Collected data
-*-
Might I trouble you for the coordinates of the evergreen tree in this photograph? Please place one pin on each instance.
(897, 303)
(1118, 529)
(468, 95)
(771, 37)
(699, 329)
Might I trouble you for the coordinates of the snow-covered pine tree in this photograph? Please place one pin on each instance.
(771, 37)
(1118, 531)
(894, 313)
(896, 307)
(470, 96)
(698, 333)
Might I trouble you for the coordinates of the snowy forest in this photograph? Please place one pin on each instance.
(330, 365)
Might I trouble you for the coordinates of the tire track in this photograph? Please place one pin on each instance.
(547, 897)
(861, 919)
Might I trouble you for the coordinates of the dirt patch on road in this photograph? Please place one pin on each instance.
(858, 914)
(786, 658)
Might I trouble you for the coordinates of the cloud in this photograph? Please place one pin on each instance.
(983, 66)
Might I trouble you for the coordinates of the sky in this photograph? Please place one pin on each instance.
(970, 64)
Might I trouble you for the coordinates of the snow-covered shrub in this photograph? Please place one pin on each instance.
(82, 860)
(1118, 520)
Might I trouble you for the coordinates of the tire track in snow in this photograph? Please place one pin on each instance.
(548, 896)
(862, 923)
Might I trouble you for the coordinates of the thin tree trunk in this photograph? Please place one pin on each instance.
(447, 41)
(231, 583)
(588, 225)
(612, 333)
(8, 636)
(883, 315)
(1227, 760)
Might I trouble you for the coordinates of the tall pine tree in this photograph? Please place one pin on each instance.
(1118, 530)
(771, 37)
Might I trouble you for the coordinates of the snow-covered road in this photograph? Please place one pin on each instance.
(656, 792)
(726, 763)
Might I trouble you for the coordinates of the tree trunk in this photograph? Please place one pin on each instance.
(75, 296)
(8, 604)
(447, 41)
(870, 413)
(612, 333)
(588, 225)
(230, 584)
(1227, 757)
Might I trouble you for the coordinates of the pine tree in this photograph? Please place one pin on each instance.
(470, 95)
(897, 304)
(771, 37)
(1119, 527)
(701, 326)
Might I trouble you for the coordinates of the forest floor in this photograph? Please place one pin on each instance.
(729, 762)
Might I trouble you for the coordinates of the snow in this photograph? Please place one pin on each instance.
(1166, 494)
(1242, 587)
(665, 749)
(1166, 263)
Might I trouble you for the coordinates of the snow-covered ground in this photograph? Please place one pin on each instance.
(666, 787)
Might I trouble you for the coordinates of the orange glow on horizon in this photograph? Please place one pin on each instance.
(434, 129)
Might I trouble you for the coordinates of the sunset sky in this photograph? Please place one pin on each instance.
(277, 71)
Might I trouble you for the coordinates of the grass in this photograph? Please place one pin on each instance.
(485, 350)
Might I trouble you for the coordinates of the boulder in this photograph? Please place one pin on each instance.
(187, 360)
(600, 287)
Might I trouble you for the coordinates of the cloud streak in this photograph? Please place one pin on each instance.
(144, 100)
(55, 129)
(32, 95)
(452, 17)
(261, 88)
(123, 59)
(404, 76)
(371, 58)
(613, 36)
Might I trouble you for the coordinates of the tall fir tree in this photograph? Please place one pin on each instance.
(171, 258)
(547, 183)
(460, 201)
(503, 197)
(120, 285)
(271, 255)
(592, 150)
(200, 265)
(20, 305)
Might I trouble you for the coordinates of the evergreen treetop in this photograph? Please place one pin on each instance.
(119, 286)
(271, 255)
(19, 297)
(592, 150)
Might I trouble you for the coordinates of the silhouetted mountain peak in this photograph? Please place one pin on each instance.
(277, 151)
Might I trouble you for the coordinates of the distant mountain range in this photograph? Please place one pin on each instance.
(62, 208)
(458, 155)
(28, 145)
-*-
Can you copy these lines exactly as they stand?

Might I trouble you for the coordinates of the evergreen tree in this photograph? Please place one pin on each instance.
(897, 303)
(1118, 529)
(468, 95)
(771, 37)
(699, 329)
Might I trouble you for the coordinates of the snow-covered pine tree in this photograph? Please place one pin on each instance.
(771, 37)
(1118, 531)
(894, 313)
(896, 307)
(470, 96)
(698, 333)
Might I trouble you for the coordinates of the snowy forest in this photograph? Please place one pin on each instance.
(330, 365)
Might I trouble you for the coordinates of the tire track in this photograph? Please place one pin on each instance.
(547, 897)
(861, 919)
Might I trouble you for the coordinates of the dirt patch on road in this photograph? Please place one pin on each instance.
(858, 914)
(786, 658)
Might I trouble you for the coordinates of the cloud in this photograph? Please place one pin on each instance.
(983, 66)
Might I trouble you for the coordinates of the sky in this photograph? Please place one pin on each instance.
(970, 64)
Might I trouble you for the coordinates of the snow-covered shrub in this photograph? Please place one pin on each instance.
(82, 860)
(1118, 520)
Might I trouble you for the coordinates of the tire track in snow in this photograph? Please place one pin on each instance.
(548, 896)
(862, 923)
Might I trouble you for the coordinates of the thin tree trunk in this photograph? Please place one pin on each instance.
(447, 41)
(231, 583)
(588, 225)
(612, 333)
(8, 636)
(883, 315)
(1227, 760)
Might I trouble you for the coordinates of the tall pine tree in this photograph? Please place one pin on each instance.
(1118, 530)
(771, 37)
Might I trouble you for the coordinates of the snow-covered road in this photograph? Please place one pin on each instance.
(656, 792)
(726, 763)
Might I trouble you for the coordinates of the tree trunk in this photograph? Please place one pin on each instance.
(75, 296)
(8, 604)
(447, 41)
(870, 413)
(612, 333)
(588, 225)
(230, 584)
(1227, 757)
Might I trouble you for the coordinates of the pine tree in this photograph? Please place one pin on each instance.
(470, 95)
(897, 304)
(771, 37)
(1119, 527)
(701, 326)
Might I trouble you for the coordinates of the forest floor in this photograph? Please place one pin on each instance.
(729, 762)
Might I trouble you for the coordinates of the snow in this photograph? Please place one pin on each instance.
(1166, 494)
(1242, 587)
(665, 749)
(1166, 263)
Might I trouble you for the coordinates of the snow-covered ground in this photograph? Please place one pin on each instance.
(666, 787)
Might I trouble you for the coordinates of the orange glow on horizon in this photograph? Please place one pin on each instance.
(434, 129)
Might I trouble you for the coordinates of the sunset sky in this photograph? Please place one pin on each instance.
(277, 71)
Might I trouble you for the coordinates of the grass in this photograph? Please place one pin on each instance.
(485, 350)
Might I trouble you for the coordinates of the boulder in this photograph? Please place one pin on each instance.
(187, 360)
(600, 287)
Might I trouble you for the coordinates of the cloud streak in this photograph? Please place one pin on each instance.
(144, 100)
(55, 129)
(32, 95)
(452, 17)
(261, 88)
(123, 59)
(404, 76)
(371, 58)
(613, 36)
Might I trouble you for the coordinates of the tall fir tree in this photograph? Please place one pin on each instance.
(171, 258)
(547, 183)
(460, 201)
(503, 197)
(120, 285)
(271, 255)
(592, 150)
(200, 265)
(20, 305)
Might I trouble you for the coordinates of the evergreen treetop in this photograph? Please place one pin on each instance.
(119, 286)
(271, 255)
(19, 297)
(592, 150)
Might I trouble you for the coordinates of the silhouetted mountain peak in this photograph? Please place one pin on each instance.
(277, 151)
Might I trouble you for the coordinates of the distant mountain range in this photograph? Please place one pin on each instance.
(62, 208)
(458, 155)
(28, 145)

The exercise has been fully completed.